EXERCISE DESCRIPTION: The response is to be the full listing, set down exactly.

THE INPUT:
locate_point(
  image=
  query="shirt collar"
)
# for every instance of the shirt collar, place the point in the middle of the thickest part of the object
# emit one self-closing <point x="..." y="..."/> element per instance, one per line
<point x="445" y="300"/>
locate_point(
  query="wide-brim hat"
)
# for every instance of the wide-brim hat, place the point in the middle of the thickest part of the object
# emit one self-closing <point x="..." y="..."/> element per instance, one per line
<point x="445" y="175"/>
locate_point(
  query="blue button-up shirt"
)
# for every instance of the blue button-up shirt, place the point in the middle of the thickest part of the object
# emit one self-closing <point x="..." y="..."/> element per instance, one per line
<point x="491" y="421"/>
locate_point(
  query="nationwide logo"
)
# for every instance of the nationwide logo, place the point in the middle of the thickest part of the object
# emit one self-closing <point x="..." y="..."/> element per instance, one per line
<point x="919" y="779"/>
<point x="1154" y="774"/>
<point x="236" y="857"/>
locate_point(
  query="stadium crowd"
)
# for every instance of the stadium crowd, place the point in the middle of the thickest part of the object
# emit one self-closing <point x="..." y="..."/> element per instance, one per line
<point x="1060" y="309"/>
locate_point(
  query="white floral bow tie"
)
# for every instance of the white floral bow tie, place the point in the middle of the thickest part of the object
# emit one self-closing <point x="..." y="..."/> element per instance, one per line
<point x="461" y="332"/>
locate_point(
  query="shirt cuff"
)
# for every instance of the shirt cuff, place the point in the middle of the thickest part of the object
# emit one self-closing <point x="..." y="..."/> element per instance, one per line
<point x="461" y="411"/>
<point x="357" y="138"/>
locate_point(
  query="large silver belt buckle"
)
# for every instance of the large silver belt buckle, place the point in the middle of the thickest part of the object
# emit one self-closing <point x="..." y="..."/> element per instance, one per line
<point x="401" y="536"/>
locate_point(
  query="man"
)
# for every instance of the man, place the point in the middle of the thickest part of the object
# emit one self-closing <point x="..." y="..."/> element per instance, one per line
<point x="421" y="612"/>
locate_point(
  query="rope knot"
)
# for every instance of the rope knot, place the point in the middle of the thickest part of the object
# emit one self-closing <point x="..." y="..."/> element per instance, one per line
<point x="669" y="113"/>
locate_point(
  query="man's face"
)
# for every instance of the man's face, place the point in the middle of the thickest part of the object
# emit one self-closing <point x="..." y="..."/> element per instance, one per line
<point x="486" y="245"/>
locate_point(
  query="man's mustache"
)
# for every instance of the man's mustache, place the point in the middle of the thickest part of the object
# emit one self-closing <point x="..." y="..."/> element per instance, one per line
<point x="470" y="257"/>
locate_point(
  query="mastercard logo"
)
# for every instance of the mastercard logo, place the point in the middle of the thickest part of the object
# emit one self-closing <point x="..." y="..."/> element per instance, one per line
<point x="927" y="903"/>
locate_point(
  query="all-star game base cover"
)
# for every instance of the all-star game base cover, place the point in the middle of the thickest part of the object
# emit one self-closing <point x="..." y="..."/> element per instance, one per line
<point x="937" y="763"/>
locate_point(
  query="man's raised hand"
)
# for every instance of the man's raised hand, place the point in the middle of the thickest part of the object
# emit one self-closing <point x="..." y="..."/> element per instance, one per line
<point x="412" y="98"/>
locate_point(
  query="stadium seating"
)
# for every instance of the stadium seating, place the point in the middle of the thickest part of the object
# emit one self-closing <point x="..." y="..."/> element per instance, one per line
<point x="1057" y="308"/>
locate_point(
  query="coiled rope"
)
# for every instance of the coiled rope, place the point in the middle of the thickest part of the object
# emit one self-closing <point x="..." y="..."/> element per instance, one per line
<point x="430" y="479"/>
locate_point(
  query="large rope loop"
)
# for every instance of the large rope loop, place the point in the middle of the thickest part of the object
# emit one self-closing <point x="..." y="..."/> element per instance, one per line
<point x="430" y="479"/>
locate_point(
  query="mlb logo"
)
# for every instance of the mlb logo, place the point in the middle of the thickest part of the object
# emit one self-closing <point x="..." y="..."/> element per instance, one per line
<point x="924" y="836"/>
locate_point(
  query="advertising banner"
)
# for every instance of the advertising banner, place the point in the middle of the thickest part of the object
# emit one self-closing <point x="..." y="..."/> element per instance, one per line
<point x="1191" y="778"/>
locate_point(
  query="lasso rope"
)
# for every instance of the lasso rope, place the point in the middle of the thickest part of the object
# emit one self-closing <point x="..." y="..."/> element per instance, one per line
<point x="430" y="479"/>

ANSWER:
locate_point(
  image=
  query="shirt collar"
)
# for every instance of the shirt collar, place the point in the middle of the thickest part of the object
# emit one self-closing <point x="..." y="..."/> element per instance, one per line
<point x="445" y="300"/>
locate_point(
  query="wide-brim hat"
)
# for every instance of the wide-brim hat, place the point in the middle of the thickest part of the object
# emit one self-closing <point x="..." y="..."/> element per instance, one per line
<point x="445" y="175"/>
locate_point(
  query="blue button-up shirt"
)
# for every instance of the blue button-up shirt, place the point in the middle of the thickest part of the object
# emit one self-closing <point x="..." y="..."/> element per instance, one per line
<point x="491" y="421"/>
locate_point(
  query="nationwide logo"
)
# for every instance of the nationwide logo, place the point in the middle of the thickest part of the object
# emit one self-closing <point x="..." y="..."/> element per instance, one per line
<point x="919" y="779"/>
<point x="1154" y="774"/>
<point x="236" y="857"/>
locate_point(
  query="stadium crowd"
)
# for every instance of the stadium crowd, place the point in the middle of the thickest part of the object
# emit one self-closing <point x="..." y="..."/> element per instance, one per line
<point x="1060" y="309"/>
locate_point(
  query="white floral bow tie"
)
# for every instance of the white floral bow tie, place the point in the middle of the thickest part of the object
# emit one self-closing <point x="..." y="..."/> element per instance, one per line
<point x="461" y="332"/>
locate_point(
  query="shirt cuff"
)
# for every instance of the shirt cuff, place the point in the middle of the thickest part of the object
# emit one self-closing <point x="..." y="..."/> element per instance, one per line
<point x="461" y="411"/>
<point x="357" y="138"/>
locate_point(
  query="large silver belt buckle"
)
# for every instance of the large silver belt buckle, place the point in the middle of the thickest part of the object
# emit one self-closing <point x="..." y="..."/> element per instance, one per line
<point x="401" y="536"/>
locate_point(
  query="man"
)
# for every instance of the man, place the point in the middle of the thickest part of the object
# emit one self-closing <point x="..." y="..."/> element per instance, one per line
<point x="421" y="612"/>
locate_point(
  query="rope knot"
)
# for every instance of the rope knot, place the point in the middle of the thickest part of the object
# emit one self-closing <point x="..." y="..."/> element per instance, one per line
<point x="669" y="113"/>
locate_point(
  query="man's face"
)
# for every instance of the man's face, place the point in the middle of the thickest part of the object
# emit one self-closing <point x="..." y="..."/> element per instance, one per line
<point x="486" y="245"/>
locate_point(
  query="man's mustache"
)
# for every instance of the man's mustache, place the point in the middle of the thickest part of the object
# emit one self-closing <point x="..." y="..."/> element per instance, one per line
<point x="470" y="257"/>
locate_point(
  query="mastercard logo"
)
# for every instance of the mastercard logo, place the point in the middle of the thickest part of the object
# emit one self-closing <point x="..." y="..."/> element per instance, one per line
<point x="927" y="903"/>
locate_point(
  query="all-star game base cover"
)
# for every instance of the all-star game base cover, place the point in the middle of the thickest part of the object
# emit one self-closing <point x="..." y="..."/> element per instance, one per line
<point x="937" y="763"/>
locate_point(
  query="man's raised hand"
)
# for every instance of the man's raised hand, place the point in the middle of the thickest part of the object
# emit one self-closing <point x="..." y="..."/> element per instance, one per line
<point x="412" y="98"/>
locate_point(
  query="stadium seating"
)
# for every instance of the stadium seating, place the point in the middle of the thickest part of the object
# emit one self-closing <point x="..." y="..."/> element per instance, one per line
<point x="1057" y="308"/>
locate_point(
  query="coiled rope"
)
# for every instance of the coiled rope, place the point in the middle of the thickest part of the object
# emit one self-closing <point x="..." y="..."/> element per instance, one per line
<point x="430" y="479"/>
locate_point(
  query="large rope loop"
)
# for every instance of the large rope loop, place the point in the middle of the thickest part of the object
# emit one self-closing <point x="..." y="..."/> element per instance, one per line
<point x="430" y="479"/>
locate_point(
  query="mlb logo"
)
# for every instance of the mlb logo, place the point in the middle of the thickest part of the object
# emit one self-closing <point x="..." y="..."/> element per instance, one per line
<point x="924" y="836"/>
locate_point(
  query="advertising banner"
)
# for every instance of the advertising banner, place the point in the middle of the thickest part of the object
# emit one self-closing <point x="..." y="..."/> element per instance, one per line
<point x="1191" y="778"/>
locate_point(
  query="lasso rope"
)
# for every instance of the lasso rope, place the point in the middle of the thickest part of the object
# emit one self-closing <point x="..." y="..."/> element per instance, one per line
<point x="430" y="479"/>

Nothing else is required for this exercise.